■ WHAT YOU WILL DO: Can you copy everything from "# Comfort control" down to "get some info." in the comfort control module thread, substituting "sunroof" for "rear window"?

── PAGE TEXT ──

# Comfort control module(ccm)



## steve-o 16v GLI (Jun 26, 2005)

Hey ppl. So long story short I had my car at Aptuning with a broken rear window and they didnt keep my car cover on so the ccm is shot. And I'm not expecting them to do anything so I'm looking to get some info. 
I know it's located behind the passenger seat. I also know that they are different between coupes n roadsters. But are they year specific too? And after I'd replace it do I have to do any kind of reset with vagcom(which I don't have). Any other info pertaining to this is welcome as is anyone who has one that will work in my 04 roadster. 
Thanks


----------



## steve-o 16v GLI (Jun 26, 2005)

Anyone?


----------



## NIGHTWOLF (Jan 30, 2005)

───
── MATERIAL SHOWN ──

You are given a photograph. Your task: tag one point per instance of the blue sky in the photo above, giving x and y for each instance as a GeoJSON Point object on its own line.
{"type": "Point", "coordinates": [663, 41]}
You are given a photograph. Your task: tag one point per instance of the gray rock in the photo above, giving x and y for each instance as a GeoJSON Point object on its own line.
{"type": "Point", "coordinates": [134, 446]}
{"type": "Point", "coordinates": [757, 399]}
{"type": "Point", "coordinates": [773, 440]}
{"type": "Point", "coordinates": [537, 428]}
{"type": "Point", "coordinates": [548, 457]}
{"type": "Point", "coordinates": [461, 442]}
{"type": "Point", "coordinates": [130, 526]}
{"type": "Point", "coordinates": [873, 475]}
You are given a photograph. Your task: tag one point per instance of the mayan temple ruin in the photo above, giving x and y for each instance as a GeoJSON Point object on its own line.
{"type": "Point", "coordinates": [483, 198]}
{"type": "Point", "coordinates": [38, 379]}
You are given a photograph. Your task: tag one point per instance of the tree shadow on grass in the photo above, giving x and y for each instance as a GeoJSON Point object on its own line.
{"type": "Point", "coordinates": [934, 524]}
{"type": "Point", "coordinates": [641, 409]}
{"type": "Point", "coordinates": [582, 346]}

───

■ FINAL ANSWER:
# Comfort control module(ccm)



## steve-o 16v GLI (Jun 26, 2005)

Hey ppl. So long story short I had my car at Aptuning with a broken sunroof and they didnt keep my car cover on so the ccm is shot. And I'm not expecting them to do anything so I'm looking to get some info.